- **AIM OF THE TASK**:
Please give each of the lines below as a string in a JSON list, one string per line, with blank lines left out. Leave the pictures out of your answer.

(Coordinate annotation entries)

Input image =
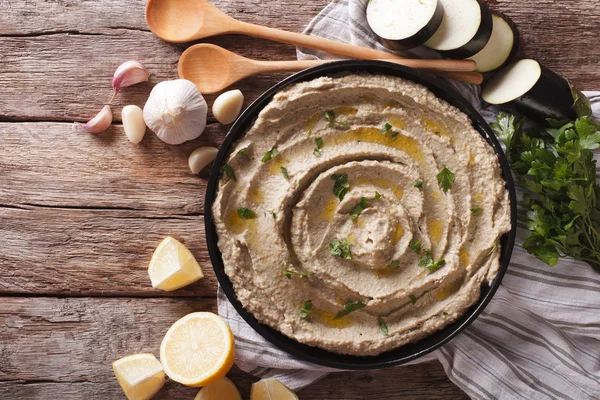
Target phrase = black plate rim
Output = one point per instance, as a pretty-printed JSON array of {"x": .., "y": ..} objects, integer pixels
[{"x": 393, "y": 357}]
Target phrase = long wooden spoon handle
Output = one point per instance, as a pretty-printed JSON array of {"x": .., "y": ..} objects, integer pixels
[{"x": 445, "y": 68}]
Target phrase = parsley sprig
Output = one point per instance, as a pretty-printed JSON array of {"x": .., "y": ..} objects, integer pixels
[
  {"x": 340, "y": 248},
  {"x": 341, "y": 185},
  {"x": 563, "y": 199},
  {"x": 349, "y": 307}
]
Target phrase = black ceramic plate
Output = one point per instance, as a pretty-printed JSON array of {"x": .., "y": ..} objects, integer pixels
[{"x": 407, "y": 352}]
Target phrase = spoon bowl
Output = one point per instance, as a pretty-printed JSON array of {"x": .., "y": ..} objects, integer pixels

- **EXERCISE SOLUTION**:
[
  "Input image =",
  "Target phrase = black plate rim",
  "Output = one point per instance, as a pretty-printed JSON array of {\"x\": .., \"y\": ..} objects, integer pixels",
  "[{\"x\": 393, \"y\": 357}]",
  "Target phrase = long wooden spoon handle",
  "Output = one point per instance, as a pretty-printed JSON array of {\"x\": .., \"y\": ..} objects, integer pixels",
  "[{\"x\": 445, \"y\": 68}]",
  "Target phrase = parsley sprig",
  "Output = one point per instance, as a pretty-printed JSON array of {\"x\": .., \"y\": ..} objects, integer pixels",
  "[",
  "  {\"x\": 340, \"y\": 248},",
  "  {\"x\": 341, \"y\": 185},",
  "  {\"x\": 563, \"y\": 199},",
  "  {\"x\": 349, \"y\": 307}",
  "]",
  "Target phrase = black ceramic plate",
  "Output = one point per instance, as a pretty-printed JSON array of {\"x\": .., \"y\": ..} objects, integer pixels",
  "[{\"x\": 407, \"y\": 352}]",
  "Target phrase = spoon bowl",
  "Output = one point per instance, as a pretty-printed JSON array of {\"x\": .., \"y\": ..} objects, integer pixels"
]